-- Information given follows --

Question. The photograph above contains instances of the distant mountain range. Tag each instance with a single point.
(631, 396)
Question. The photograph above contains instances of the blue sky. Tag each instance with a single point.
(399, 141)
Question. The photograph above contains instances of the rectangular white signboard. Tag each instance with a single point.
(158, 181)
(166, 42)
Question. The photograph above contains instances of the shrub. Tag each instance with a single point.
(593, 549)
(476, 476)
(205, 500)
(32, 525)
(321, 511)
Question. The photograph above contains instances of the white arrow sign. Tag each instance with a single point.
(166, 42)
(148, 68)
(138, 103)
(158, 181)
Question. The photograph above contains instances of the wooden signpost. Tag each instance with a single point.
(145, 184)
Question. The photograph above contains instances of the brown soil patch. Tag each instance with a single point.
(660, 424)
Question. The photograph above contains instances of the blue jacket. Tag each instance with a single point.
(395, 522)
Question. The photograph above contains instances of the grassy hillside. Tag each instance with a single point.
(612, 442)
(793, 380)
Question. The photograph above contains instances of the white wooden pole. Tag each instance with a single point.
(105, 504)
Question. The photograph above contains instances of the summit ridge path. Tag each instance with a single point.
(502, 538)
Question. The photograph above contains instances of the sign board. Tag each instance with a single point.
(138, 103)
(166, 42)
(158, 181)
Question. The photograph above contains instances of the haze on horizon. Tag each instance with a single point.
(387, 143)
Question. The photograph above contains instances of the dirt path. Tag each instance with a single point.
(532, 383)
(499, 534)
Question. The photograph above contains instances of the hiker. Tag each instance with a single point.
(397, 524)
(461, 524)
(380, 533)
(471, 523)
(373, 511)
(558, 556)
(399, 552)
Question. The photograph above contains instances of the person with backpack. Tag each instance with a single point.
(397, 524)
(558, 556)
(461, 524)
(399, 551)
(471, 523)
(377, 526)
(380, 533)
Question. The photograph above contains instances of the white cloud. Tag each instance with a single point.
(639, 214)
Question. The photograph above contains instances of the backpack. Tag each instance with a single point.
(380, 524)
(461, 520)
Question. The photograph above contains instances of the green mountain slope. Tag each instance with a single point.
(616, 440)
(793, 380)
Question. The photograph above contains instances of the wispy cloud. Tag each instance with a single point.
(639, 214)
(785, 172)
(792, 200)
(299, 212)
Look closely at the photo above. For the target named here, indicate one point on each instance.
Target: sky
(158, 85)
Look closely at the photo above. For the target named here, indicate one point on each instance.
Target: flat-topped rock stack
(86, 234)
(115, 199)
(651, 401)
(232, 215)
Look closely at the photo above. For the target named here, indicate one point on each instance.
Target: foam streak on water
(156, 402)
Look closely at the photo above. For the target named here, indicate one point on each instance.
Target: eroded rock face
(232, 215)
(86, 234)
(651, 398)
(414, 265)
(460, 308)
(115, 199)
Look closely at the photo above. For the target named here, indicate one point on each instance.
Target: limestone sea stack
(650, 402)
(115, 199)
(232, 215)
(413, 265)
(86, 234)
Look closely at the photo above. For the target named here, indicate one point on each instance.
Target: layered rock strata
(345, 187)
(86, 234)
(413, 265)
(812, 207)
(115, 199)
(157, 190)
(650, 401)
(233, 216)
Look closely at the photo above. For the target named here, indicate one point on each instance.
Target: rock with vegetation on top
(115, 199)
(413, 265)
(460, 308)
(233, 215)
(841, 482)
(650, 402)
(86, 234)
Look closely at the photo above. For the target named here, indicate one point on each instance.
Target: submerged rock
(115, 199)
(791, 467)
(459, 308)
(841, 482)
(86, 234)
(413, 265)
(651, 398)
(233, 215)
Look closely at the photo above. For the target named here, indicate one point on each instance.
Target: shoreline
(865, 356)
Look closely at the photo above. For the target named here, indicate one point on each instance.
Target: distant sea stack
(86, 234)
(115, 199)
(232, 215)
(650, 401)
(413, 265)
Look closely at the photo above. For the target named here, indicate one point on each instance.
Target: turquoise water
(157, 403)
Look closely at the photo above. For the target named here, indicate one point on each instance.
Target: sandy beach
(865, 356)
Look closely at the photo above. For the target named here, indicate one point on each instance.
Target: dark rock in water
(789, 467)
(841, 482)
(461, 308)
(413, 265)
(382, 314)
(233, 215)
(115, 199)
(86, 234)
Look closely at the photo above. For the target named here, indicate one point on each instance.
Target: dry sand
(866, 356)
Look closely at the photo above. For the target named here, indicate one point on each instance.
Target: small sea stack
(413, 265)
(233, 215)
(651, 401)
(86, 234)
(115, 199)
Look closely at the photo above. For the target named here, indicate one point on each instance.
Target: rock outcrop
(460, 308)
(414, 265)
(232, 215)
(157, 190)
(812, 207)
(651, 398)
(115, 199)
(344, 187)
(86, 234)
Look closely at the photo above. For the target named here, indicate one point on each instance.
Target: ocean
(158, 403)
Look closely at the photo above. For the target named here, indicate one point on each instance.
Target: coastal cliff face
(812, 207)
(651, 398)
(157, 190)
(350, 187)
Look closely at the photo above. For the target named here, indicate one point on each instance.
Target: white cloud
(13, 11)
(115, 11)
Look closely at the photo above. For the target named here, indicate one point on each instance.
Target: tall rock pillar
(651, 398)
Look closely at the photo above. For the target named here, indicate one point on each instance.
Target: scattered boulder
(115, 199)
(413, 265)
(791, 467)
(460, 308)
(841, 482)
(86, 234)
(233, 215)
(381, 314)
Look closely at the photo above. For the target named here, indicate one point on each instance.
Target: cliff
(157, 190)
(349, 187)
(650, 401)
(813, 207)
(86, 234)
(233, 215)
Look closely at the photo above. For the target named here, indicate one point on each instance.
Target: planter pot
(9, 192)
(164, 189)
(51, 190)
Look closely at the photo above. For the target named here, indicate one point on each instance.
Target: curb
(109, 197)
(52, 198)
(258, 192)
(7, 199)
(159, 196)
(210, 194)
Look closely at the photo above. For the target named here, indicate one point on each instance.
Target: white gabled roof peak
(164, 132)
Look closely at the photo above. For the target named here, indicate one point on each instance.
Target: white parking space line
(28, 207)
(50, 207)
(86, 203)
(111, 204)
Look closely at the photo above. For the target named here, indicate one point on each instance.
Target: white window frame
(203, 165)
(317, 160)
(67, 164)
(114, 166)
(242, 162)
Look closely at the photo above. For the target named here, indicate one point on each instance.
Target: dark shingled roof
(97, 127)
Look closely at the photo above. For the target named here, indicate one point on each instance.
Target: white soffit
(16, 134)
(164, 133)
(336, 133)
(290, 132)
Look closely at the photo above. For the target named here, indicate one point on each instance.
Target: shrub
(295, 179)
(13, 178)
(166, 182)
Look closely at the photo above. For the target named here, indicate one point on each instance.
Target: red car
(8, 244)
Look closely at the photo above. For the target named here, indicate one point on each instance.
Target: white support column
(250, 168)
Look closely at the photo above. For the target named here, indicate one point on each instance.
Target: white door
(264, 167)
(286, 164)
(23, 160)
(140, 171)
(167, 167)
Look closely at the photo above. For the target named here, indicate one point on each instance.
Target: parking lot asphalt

-- Information given concluded --

## What you have to do
Return each entry exactly. Leave none out.

## Answer for the task
Question. The photograph above contains instances of the distant mountain range. Tag each instance with a single point.
(631, 396)
Question. The photograph above contains instances of the blue sky. Tag each instance with a single point.
(399, 141)
Question. The photograph above contains instances of the rectangular white signboard. Tag each instance with a single point.
(158, 181)
(166, 42)
Question. The photograph above contains instances of the shrub. Tag each instance with a single point.
(593, 549)
(476, 476)
(205, 500)
(32, 525)
(321, 511)
Question. The photograph above contains instances of the white arrow sign. Tag each instance with a single point.
(166, 42)
(148, 68)
(138, 103)
(158, 181)
Question. The photograph above contains instances of the wooden signpost. Tag each instance with a single point.
(145, 184)
Question. The photograph above contains instances of the brown soil patch. Tag each instance with a single point.
(660, 424)
Question. The photograph above contains instances of the blue jacket. Tag each instance with a single point.
(395, 522)
Question. The photograph above contains instances of the grassy hillside. Tag each instance with a single point.
(612, 442)
(793, 380)
Question. The photograph above contains instances of the white wooden pole. Tag each instance with a single point.
(105, 504)
Question. The photograph above contains instances of the summit ridge path. Tag each instance with a single point.
(502, 538)
Question. The photograph above contains instances of the sign board. Tag each instance with a single point.
(138, 103)
(166, 42)
(158, 181)
Question. The photograph above contains instances of the haze on horizon. Tag each instance with a single point.
(387, 143)
Question. The photograph above contains instances of the dirt path. Tag each instance with a single point.
(532, 383)
(499, 534)
Question. The photograph above contains instances of the hiker. Tag each instance with a single point.
(397, 524)
(461, 524)
(380, 533)
(471, 523)
(373, 511)
(558, 556)
(399, 552)
Question. The photograph above contains instances of the person with backpack. Tag each instance with a single point.
(397, 524)
(558, 556)
(461, 524)
(399, 551)
(471, 523)
(377, 526)
(380, 533)
Question. The photograph above contains instances of the white cloud. Tag each instance with a single point.
(639, 214)
Question. The photograph above contains instances of the backpack. Tag each instance with a single point.
(380, 524)
(461, 520)
Question. The photograph above contains instances of the green mountain slope. Tag each instance with a single point.
(616, 440)
(793, 380)
Question. The photograph above contains instances of the wispy cloud. Tag each instance with a single point.
(639, 214)
(785, 172)
(792, 200)
(299, 212)
Look closely at the photo above. For the target named here, indicate one point on each instance.
Target: sky
(158, 85)
Look closely at the photo above. For the target named here, indicate one point on each instance.
Target: flat-topped rock stack
(86, 234)
(115, 199)
(651, 401)
(232, 215)
Look closely at the photo above. For the target named here, indicate one point on each instance.
Target: foam streak on water
(156, 402)
Look closely at the photo above. For the target named here, indicate one point on each instance.
Target: eroded rock face
(232, 215)
(86, 234)
(651, 398)
(414, 265)
(460, 308)
(115, 199)
Look closely at the photo above. For the target named here, indicate one point on each instance.
Target: limestone sea stack
(650, 402)
(115, 199)
(232, 215)
(413, 265)
(86, 234)
Look closely at the photo above. For the target named here, indicate one point on each instance.
Target: layered rock strata
(345, 187)
(86, 234)
(413, 265)
(812, 207)
(115, 199)
(157, 190)
(650, 401)
(233, 216)
Look closely at the photo above. For the target named here, indicate one point on each instance.
Target: rock with vegetation on top
(115, 199)
(413, 265)
(460, 308)
(233, 215)
(841, 482)
(650, 402)
(86, 234)
Look closely at the photo above. For the target named here, indicate one point on each instance.
Target: submerged rock
(115, 199)
(791, 467)
(459, 308)
(841, 482)
(86, 234)
(413, 265)
(651, 398)
(233, 215)
Look closely at the photo above. For the target named here, indicate one point on each instance.
Target: shoreline
(865, 356)
Look closely at the photo above. For the target named here, indicate one point on each instance.
Target: distant sea stack
(86, 234)
(115, 199)
(232, 215)
(650, 401)
(413, 265)
Look closely at the photo above. For the target named here, indicate one point on each instance.
Target: turquoise water
(157, 403)
Look closely at the photo above. For the target named here, indicate one point on each instance.
Target: sandy beach
(865, 356)
Look closely at the photo above. For the target named here, indicate one point on each instance.
Target: dark rock in water
(789, 467)
(841, 482)
(461, 308)
(413, 265)
(382, 314)
(233, 215)
(115, 199)
(86, 234)
Look closely at the photo above. For the target named here, indicate one point on each instance.
Target: dry sand
(866, 356)
Look closely at the photo above. For the target named here, indicate one point on each instance.
Target: small sea stack
(413, 265)
(233, 215)
(651, 401)
(86, 234)
(115, 199)
Look closely at the photo above. For the target named here, indicate one point on each instance.
Target: rock outcrop
(460, 308)
(414, 265)
(232, 215)
(157, 190)
(812, 207)
(651, 398)
(115, 199)
(344, 187)
(86, 234)
Look closely at the photo above. For the target named here, indicate one point on each instance.
Target: ocean
(158, 403)
Look closely at the photo above. For the target named here, indicate one point on each instance.
Target: coastal cliff face
(812, 207)
(651, 398)
(157, 190)
(350, 187)
Look closely at the photo above. For the target named here, indicate one point on each instance.
Target: white cloud
(13, 11)
(115, 11)
Look closely at the photo above. For the target named here, indicate one point on each instance.
Target: tall rock pillar
(651, 398)
Look closely at the photo above. For the target named here, indicate one point on each instance.
Target: scattered boulder
(115, 199)
(413, 265)
(791, 467)
(460, 308)
(841, 482)
(86, 234)
(233, 215)
(381, 314)
Look closely at the photo above. For the target named here, indicate one point on each instance.
Target: cliff
(157, 190)
(349, 187)
(650, 401)
(813, 207)
(86, 234)
(233, 215)
Look closely at the photo above. For the target named here, indicate one point on each instance.
Target: planter pot
(9, 192)
(164, 189)
(51, 190)
Look closely at the photo above. For the target named here, indicate one point on each instance.
Target: curb
(109, 197)
(52, 198)
(258, 192)
(7, 199)
(159, 196)
(210, 194)
Look closely at the photo above. For the target named here, indicate one point on each instance.
Target: white gabled roof peak
(164, 132)
Look closely at the photo above. For the target named here, indicate one point on each instance.
Target: white parking space line
(28, 207)
(50, 207)
(86, 203)
(111, 204)
Look closely at the photo above. For the target named here, indicate one point on each instance.
Target: white window frame
(203, 165)
(317, 160)
(67, 164)
(114, 166)
(242, 162)
Look closely at the photo above. For the target named here, indicate one point on each instance.
Target: dark shingled roof
(97, 127)
Look closely at the photo above. For the target named here, indicate one point on each instance.
Target: white soffit
(16, 134)
(164, 133)
(336, 133)
(290, 132)
Look closely at the photo above. For the target named here, indicate one point on each instance.
Target: shrub
(295, 179)
(13, 178)
(166, 182)
Look closely at the photo above. For the target named here, indicate one point on each instance.
Target: red car
(8, 244)
Look closely at the photo above. For the target named here, indicate one point on each instance.
Target: white support column
(250, 168)
Look closely at the photo above. For the target named here, indicate one point on each instance.
Target: white door
(264, 167)
(286, 164)
(23, 160)
(140, 171)
(167, 167)
Look closely at the photo above. For the target named here, indicate one point on each instance.
Target: parking lot asphalt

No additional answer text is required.